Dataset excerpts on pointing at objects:
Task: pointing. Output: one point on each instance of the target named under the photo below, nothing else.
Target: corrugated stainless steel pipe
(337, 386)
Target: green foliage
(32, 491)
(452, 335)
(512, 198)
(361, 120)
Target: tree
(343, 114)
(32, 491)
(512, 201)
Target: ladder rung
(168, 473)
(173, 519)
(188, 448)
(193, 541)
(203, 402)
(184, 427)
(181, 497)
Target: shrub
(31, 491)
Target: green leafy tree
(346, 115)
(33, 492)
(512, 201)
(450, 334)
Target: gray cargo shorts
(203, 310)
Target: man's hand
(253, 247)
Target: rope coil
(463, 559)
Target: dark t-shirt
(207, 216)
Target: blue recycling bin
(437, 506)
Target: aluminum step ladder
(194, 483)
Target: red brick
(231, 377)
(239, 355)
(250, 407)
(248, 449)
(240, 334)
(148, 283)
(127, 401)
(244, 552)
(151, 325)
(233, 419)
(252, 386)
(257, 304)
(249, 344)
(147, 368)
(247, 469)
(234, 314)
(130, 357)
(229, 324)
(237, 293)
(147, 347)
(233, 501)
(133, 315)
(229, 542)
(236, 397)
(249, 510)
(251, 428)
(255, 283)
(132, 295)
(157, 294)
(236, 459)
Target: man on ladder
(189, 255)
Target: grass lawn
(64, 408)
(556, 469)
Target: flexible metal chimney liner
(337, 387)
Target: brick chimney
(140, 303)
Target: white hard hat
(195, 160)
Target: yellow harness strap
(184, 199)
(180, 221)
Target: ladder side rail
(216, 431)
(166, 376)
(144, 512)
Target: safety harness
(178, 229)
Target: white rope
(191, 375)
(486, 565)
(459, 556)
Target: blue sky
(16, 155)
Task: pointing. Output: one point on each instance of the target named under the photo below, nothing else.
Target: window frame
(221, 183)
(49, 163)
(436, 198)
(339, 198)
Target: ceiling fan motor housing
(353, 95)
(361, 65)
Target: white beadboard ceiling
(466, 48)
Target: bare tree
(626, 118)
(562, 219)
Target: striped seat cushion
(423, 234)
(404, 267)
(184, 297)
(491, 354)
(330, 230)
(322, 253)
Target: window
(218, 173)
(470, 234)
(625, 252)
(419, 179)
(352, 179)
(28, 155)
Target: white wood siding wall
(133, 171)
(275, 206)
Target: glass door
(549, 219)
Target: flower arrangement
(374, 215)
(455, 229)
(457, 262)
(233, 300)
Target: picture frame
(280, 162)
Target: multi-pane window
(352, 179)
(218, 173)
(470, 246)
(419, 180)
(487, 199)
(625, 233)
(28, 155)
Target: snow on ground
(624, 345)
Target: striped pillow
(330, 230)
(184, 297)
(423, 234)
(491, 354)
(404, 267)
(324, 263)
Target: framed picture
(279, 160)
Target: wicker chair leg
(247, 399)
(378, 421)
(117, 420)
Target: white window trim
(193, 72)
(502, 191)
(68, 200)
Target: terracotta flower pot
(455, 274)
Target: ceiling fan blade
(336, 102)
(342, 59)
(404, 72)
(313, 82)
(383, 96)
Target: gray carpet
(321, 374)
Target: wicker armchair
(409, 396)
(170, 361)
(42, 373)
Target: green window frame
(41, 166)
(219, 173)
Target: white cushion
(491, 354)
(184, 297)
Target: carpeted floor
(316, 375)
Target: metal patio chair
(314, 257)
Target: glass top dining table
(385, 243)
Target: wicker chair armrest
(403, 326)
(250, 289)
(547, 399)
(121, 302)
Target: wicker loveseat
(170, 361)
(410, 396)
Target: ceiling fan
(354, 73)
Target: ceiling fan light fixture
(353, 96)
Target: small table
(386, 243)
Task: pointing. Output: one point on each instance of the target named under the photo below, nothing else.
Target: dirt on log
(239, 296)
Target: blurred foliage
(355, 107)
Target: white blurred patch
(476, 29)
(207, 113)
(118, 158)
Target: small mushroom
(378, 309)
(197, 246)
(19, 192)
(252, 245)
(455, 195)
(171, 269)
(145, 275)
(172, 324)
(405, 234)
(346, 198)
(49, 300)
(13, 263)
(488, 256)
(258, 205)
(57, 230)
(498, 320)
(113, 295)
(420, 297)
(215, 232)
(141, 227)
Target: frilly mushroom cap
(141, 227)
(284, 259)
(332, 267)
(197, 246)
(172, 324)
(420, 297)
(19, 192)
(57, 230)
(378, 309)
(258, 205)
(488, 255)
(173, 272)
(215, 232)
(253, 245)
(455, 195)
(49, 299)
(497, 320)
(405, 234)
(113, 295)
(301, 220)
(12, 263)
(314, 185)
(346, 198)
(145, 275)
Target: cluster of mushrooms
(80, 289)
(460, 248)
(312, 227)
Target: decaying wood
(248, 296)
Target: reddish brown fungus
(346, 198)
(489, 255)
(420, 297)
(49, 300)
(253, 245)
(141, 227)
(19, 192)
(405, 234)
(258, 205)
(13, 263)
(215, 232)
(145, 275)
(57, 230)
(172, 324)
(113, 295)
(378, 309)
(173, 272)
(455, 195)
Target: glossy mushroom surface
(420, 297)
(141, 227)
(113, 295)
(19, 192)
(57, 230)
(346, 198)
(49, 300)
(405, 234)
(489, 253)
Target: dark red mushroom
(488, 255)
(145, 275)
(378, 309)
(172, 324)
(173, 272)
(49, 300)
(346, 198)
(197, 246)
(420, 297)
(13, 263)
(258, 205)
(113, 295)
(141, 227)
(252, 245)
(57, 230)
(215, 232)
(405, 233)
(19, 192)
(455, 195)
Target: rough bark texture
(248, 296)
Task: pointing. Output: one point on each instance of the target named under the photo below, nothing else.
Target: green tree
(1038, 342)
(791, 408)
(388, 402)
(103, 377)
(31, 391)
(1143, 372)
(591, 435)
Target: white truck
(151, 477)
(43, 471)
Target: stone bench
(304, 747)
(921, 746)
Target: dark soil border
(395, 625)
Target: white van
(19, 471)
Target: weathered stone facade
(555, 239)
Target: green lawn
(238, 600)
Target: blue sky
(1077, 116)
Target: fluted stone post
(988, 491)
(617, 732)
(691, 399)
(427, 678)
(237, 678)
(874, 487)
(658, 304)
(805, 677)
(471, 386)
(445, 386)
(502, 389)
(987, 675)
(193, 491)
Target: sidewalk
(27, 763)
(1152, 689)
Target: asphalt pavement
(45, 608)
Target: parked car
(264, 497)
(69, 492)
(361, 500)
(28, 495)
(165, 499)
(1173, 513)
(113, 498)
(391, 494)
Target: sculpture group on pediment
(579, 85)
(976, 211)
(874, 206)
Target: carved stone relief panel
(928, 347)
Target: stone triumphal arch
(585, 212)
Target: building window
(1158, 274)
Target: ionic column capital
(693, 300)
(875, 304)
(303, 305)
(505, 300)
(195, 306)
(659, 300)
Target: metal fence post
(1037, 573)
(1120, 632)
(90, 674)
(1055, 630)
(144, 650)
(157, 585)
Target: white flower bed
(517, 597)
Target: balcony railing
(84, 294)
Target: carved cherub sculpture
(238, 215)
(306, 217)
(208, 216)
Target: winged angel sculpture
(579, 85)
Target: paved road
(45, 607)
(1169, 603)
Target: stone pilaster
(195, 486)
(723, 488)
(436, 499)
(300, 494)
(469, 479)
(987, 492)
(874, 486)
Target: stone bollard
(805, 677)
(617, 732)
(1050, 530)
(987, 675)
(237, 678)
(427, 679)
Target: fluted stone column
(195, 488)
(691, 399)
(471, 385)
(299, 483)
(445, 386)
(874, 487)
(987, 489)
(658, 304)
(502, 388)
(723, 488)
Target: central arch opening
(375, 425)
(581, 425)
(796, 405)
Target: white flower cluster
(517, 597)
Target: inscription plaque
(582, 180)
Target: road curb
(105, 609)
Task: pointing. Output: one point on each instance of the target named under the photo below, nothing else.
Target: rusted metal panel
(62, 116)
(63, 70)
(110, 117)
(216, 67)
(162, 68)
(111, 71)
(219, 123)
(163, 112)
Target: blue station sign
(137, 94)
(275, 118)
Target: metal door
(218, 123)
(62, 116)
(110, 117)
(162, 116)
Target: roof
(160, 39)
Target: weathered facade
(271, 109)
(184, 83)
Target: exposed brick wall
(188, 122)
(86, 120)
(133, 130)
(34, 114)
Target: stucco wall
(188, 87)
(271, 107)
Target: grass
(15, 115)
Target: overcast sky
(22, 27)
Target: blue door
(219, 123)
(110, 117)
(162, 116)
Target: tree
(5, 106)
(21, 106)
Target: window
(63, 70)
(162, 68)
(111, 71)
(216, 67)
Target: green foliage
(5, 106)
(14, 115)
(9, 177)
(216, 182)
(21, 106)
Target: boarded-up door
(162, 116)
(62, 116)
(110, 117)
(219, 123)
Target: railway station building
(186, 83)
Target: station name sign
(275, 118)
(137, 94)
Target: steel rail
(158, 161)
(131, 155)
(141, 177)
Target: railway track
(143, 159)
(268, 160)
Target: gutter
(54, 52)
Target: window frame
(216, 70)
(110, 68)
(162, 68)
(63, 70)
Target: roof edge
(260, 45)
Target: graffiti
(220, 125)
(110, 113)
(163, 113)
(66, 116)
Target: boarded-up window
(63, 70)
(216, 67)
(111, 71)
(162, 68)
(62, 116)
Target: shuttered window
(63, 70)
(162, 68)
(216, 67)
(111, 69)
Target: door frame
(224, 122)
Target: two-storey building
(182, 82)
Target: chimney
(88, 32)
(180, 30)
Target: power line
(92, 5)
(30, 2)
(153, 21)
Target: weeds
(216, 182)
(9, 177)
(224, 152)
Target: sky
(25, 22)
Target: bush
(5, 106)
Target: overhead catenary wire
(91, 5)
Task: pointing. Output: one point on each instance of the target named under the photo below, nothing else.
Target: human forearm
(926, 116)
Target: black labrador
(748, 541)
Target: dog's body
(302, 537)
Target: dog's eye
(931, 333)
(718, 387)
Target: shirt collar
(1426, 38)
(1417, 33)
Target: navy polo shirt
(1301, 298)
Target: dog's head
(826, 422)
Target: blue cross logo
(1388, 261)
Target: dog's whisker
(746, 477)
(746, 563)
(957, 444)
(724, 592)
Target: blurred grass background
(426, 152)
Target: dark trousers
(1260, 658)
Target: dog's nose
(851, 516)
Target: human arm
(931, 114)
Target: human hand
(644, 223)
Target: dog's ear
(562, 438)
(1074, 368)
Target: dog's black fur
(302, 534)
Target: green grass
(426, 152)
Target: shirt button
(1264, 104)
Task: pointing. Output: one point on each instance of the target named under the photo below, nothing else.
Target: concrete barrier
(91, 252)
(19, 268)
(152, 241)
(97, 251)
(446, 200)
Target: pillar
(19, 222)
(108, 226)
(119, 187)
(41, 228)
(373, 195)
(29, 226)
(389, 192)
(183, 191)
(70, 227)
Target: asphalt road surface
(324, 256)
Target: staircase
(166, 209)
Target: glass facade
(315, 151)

Work instructions –
Scale every coordinate in the answers by 1.15 and round to whole numbers, with halves going up. Reproduce the lines starting with the line with "Target: green grass" and going on through the last line above, keeping all other lines unchanged.

The answer –
Target: green grass
(490, 175)
Target: shirt button
(1454, 120)
Task: pointing. Output: one point on each instance of the target named under the photo below, nothing else.
Target: concrete barrier
(105, 290)
(22, 308)
(175, 277)
(112, 289)
(513, 230)
Target: pillar
(22, 255)
(124, 260)
(137, 215)
(47, 262)
(429, 224)
(33, 260)
(447, 221)
(210, 220)
(81, 261)
Target: asphalt road surface
(373, 294)
Target: staircase
(191, 240)
Target: glass facade
(362, 174)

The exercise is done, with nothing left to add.